Task instructions:
a – Translate this sentence from the account of APD into Spanish: "It has nothing to do with physical deafness, which isn't to say that the two can't co-exist."
b – Summarize the account of APD in two sentences.
c – Carry on the personal account of APD from the point where it stops.

═══ Excerpt provided

Yes, it's a recognised neurological problem, although there are still plenty of doctors who haven't heard of it. Being unable to decipher speech if there's background noise is only one part of it, there's a multitude of symptoms. It has nothing to do with physical deafness, which isn't to say that the two can't co-exist. It's widely thought that it usually exists in people with dyslexia, and also in people on the autism spectrum. As with both of these, it affects adults as well as children, but for some strange reason is often talked about as if it only affected children. It is likely that it runs in families. The only hospital I know of in the UK which routinely screens for APD is the children's hospital Great Ormond Street in London, although this may have changed by now.
If I were a child today, I'd probably have had my APD picked up at an early age. This is roughly what happened with me. I don't remember much of my childhood, I'm going on what my parents have told me. It seems that I have APD which has been exacerbated by the ME.
First year - repeated hearing tests as I kept on ignoring sounds but would respond to changes in light.
Probably from when I first learned to speak - rapid speech which has always been normal for me. I can't hear that I'm doing it, I hear myself speaking at the same speed as everyone else. Apparently there are gaps between words and I can't hear them.
Age 5 - would come home from school with my hands over my ears, complaining that I couldn't bear the noise.
Up to the age of 19 - keen musician, no problems learning languages, no problems with reading. (High intelligence will have probably compensated for many of the common symptoms.)
Age 19 - first developed ME. Spent the first year with flu-like symptoms being most noticeable, sleeping a huge amount. When I made it to university before I fell ill, had no problems whatsoever with understanding hour-long lectures and wrote huge amounts of notes while listening to them.
Age 20 - suddenly lost the ability to note-take in lectures. I couldn't listen and write, and after a few minutes of all this dense spoken information I couldn't understand speech. I would come out of the lecture exhausted and unable to remember even the basic subject.

══════
═══ Excerpted data

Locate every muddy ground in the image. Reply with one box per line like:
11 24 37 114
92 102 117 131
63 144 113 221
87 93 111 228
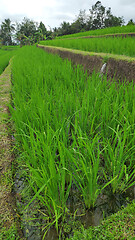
38 45 135 82
0 64 24 240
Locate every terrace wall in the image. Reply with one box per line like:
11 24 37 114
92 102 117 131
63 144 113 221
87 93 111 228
37 45 135 82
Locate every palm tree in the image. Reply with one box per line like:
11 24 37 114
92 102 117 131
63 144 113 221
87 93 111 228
0 18 15 45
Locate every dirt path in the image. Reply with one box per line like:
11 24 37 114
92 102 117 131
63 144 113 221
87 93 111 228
37 45 135 82
0 64 24 240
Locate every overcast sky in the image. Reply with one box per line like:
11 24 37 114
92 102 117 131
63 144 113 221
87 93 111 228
0 0 135 28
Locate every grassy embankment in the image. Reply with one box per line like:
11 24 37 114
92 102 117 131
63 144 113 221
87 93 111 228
10 47 135 238
0 48 19 240
40 37 135 57
57 25 135 39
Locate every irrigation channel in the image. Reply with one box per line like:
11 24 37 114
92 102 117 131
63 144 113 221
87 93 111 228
14 170 135 240
10 46 135 240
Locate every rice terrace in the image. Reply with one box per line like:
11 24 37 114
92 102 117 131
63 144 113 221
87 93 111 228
0 2 135 240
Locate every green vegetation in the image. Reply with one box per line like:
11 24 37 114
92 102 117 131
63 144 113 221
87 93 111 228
10 47 135 237
57 25 135 39
0 47 15 74
70 202 135 240
0 224 20 240
40 37 135 57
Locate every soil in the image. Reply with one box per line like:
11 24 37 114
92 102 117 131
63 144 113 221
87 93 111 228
38 45 135 82
68 33 135 39
0 62 24 239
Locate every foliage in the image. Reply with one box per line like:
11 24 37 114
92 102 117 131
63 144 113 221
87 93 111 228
57 25 135 39
10 47 135 237
40 37 135 57
55 1 124 36
69 202 135 240
0 48 15 74
0 18 15 45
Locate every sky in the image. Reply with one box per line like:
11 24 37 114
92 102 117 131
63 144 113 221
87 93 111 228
0 0 135 29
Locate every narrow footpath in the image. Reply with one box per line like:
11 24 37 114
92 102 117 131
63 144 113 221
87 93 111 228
0 63 24 240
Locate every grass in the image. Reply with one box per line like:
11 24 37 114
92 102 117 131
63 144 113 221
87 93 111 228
57 25 135 39
69 202 135 240
40 37 135 57
10 47 135 236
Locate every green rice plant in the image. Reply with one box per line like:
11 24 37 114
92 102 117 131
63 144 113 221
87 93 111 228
10 46 135 234
57 25 135 39
67 134 115 209
40 37 135 57
103 125 135 194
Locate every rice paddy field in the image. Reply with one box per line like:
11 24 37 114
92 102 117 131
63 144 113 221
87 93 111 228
57 25 135 39
10 45 135 239
40 37 135 57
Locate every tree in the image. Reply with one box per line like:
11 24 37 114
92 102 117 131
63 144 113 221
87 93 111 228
127 19 135 26
87 1 124 30
89 1 105 30
71 10 87 33
16 18 37 45
0 18 15 45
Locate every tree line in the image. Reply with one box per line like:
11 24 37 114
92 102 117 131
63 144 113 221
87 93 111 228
0 1 135 46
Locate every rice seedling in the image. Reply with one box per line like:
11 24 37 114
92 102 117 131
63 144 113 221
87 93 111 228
40 37 135 57
10 47 135 234
57 25 135 39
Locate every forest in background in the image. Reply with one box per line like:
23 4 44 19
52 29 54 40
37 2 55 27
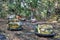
0 0 60 20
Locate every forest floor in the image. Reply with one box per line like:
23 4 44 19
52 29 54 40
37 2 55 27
0 19 60 40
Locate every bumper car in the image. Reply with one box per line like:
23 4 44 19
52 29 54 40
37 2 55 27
35 24 55 37
8 19 23 31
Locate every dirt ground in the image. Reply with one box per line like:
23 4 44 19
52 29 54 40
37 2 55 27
0 19 60 40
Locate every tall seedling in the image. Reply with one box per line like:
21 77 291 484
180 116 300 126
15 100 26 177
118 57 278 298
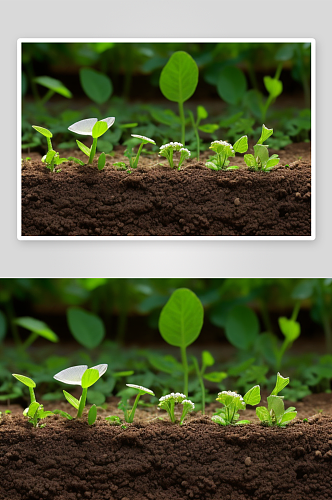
159 288 204 396
159 51 198 145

══════

Results of the exercise:
a – No tiene nada que ver con la sordera física, lo cual no quiere decir que ambas no puedan coexistir.

b – APD is a recognized neurological problem, separate from physical deafness, that affects adults as well as children and is widely thought to occur in people with dyslexia or on the autism spectrum. The writer traces signs of APD back to infancy and describes how, after first developing ME at 19, the ability to take notes in lectures was suddenly lost at age 20.

c –
Gradually over the next few years - more and more problems with comprehending speech, including being distracted by any background noise (I've never owned a TV for this reason), being unable to gauge how loud I should speak and usually ending up speaking far too loud, going into rapid sensory overload due to sound, increasing difficulties with music (pretty much stopped playing/singing by now), being unable to follow instructions, being unable to remember even a basic phone call from a few minutes later, being unable to do something as basic as dressing while someone is talking, increasing difficulty following TV or film, constantly asking people to repeat what they've said or to tell me what's just been said on TV, having to get them to rephrase things repeatedly until I can understand, extreme difficulty in using the phone if there is any distortion (damn it, will people please get the message that I don't want them to call me on my mobile?!), being unable to follow conversation if there is more than one other person present, needing to see information if I am to have any chance at remembering it, inability to use telephone trees, inability to comprehend someone with a speech impediment or certain accents, sometimes inability to comprehend speech at all. Also hyperacusis, which has largely been successfully treated by white noise therapy, and was likely triggered by getting to the stage of being housebound and being used to living in silence.
I've been incorrectly assessed as having physical hearing problems due to not being able to concentrate in a hearing test, either because of the noise outside the room (which I was assured qualified as "silent", by which they mean "soundproofed to a certain level" rather than actually silent) or because the audiologist kept on talking between beeps and it distracted me so much I couldn't tell what happened next.
I have also developed visual processing problems since acquiring ME. My guess is that it's not that APD causes reading difficulties literally, as so many people claim, but that visual and auditory processing problems are extremely likely to co-exist. The memory issues are far, far stronger with my auditory processing than with my visual processing.